**Required work:**
Copy out word for word the part of the listing below that opens with the line containing "For every instance of the concrete surface" and closes with the line containing "Query: concrete surface", including both of those lines.

**Data excerpts:**
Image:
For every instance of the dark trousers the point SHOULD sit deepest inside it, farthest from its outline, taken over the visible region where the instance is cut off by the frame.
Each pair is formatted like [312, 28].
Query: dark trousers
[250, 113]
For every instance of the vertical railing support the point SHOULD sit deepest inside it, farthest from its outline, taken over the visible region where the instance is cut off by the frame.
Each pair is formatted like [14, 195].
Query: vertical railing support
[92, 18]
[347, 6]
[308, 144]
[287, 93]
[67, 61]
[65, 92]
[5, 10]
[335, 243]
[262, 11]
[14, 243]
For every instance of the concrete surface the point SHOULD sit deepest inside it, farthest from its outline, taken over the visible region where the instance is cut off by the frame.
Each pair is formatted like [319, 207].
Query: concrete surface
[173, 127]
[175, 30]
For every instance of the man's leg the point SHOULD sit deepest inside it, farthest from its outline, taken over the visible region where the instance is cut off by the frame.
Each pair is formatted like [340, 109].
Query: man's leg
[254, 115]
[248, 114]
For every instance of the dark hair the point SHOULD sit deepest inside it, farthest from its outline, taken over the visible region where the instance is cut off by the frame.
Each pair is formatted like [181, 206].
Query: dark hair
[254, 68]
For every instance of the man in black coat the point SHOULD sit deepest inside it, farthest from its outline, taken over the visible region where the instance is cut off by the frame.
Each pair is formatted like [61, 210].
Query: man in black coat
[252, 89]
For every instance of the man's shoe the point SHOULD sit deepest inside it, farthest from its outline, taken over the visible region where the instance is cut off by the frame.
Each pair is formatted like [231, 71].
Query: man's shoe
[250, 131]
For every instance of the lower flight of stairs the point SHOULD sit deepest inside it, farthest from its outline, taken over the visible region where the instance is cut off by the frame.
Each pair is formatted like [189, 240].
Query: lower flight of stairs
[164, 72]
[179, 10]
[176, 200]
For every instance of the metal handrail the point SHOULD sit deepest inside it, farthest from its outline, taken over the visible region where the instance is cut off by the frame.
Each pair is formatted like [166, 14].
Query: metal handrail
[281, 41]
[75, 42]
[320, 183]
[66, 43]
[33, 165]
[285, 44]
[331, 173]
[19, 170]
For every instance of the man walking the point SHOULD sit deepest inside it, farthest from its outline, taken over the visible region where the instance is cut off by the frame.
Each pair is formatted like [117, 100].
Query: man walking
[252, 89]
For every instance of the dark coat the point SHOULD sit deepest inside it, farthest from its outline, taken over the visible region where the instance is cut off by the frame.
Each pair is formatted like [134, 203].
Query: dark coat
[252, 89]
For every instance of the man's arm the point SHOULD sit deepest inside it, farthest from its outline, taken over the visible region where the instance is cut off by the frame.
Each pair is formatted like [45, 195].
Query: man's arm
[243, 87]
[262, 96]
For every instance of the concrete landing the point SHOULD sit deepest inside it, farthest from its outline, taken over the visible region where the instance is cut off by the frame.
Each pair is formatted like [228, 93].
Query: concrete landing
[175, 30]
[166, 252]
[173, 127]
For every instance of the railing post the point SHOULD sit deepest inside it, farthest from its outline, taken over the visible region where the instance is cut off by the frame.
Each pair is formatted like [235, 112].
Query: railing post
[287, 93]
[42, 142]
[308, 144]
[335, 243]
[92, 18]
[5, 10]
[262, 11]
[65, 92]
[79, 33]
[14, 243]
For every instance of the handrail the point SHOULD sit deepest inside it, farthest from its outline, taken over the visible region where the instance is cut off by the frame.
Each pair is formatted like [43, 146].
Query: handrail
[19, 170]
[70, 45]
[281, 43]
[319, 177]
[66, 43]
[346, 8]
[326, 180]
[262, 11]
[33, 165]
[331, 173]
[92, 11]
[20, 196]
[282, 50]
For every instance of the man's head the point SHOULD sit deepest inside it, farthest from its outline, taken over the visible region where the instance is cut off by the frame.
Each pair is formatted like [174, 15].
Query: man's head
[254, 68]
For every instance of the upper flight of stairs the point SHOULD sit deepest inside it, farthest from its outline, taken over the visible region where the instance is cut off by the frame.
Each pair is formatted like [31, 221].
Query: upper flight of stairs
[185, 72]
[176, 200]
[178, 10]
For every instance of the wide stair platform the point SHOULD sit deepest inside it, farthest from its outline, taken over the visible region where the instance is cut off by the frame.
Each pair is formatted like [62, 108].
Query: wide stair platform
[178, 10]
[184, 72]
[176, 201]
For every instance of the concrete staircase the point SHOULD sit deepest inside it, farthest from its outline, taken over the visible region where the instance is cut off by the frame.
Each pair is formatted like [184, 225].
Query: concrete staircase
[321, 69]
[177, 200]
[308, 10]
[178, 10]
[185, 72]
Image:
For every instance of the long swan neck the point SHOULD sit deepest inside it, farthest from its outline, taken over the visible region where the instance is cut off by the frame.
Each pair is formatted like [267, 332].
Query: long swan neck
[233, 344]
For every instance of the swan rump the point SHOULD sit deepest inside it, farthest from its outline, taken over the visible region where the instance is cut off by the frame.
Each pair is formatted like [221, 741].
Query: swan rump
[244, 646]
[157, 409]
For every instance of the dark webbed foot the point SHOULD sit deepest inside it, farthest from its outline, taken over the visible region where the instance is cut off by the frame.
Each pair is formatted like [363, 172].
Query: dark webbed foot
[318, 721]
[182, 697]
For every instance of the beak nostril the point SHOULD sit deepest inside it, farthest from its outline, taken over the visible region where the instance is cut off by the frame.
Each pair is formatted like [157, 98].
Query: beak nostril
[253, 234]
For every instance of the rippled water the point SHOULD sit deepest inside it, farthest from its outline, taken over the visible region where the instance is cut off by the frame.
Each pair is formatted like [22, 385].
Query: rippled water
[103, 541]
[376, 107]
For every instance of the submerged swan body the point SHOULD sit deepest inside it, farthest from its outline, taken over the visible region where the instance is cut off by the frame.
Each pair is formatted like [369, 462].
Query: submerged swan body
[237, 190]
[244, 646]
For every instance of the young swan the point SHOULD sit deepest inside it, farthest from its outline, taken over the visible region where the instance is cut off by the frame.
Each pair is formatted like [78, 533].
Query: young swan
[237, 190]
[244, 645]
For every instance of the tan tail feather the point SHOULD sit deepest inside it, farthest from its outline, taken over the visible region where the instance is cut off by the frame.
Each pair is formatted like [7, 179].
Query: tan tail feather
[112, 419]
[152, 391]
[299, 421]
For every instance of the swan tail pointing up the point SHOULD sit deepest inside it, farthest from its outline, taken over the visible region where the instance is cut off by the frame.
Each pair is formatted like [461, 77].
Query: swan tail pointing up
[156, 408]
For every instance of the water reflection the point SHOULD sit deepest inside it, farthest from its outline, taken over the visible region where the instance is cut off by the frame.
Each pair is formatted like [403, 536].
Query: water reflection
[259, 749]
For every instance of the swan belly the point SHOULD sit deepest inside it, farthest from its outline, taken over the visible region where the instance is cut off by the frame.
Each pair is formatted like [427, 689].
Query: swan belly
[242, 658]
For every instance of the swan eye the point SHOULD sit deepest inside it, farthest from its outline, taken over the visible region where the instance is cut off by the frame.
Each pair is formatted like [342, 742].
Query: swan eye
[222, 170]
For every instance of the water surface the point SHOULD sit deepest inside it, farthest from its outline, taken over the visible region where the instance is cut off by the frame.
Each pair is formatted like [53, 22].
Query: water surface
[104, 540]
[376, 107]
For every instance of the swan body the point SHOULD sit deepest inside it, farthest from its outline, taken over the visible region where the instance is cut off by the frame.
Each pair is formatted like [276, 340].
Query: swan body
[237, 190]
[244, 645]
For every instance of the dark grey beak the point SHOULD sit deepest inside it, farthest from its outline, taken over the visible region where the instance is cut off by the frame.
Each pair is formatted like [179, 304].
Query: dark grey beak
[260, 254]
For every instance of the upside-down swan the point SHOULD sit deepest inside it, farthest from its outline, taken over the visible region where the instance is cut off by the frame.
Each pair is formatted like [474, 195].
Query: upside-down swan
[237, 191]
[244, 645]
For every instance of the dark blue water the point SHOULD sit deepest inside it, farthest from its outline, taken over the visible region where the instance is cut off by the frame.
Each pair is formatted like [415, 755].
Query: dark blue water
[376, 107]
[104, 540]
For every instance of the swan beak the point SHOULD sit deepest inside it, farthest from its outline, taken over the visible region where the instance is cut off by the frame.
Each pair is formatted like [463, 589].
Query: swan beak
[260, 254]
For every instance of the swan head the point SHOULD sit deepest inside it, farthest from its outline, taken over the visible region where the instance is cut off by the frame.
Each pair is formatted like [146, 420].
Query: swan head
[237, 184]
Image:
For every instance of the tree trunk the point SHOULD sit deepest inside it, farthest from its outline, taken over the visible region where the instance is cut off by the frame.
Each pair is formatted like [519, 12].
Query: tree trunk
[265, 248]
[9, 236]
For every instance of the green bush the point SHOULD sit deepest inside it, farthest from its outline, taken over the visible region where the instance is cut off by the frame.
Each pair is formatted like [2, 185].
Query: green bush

**Solution for this problem:**
For every instance of the concrete surface the point SHOULD sit deepest inside it, farthest from its outline, taken over the visible region where the instance is cut off by the frame.
Each pair is formatted like [319, 207].
Query: concrete surface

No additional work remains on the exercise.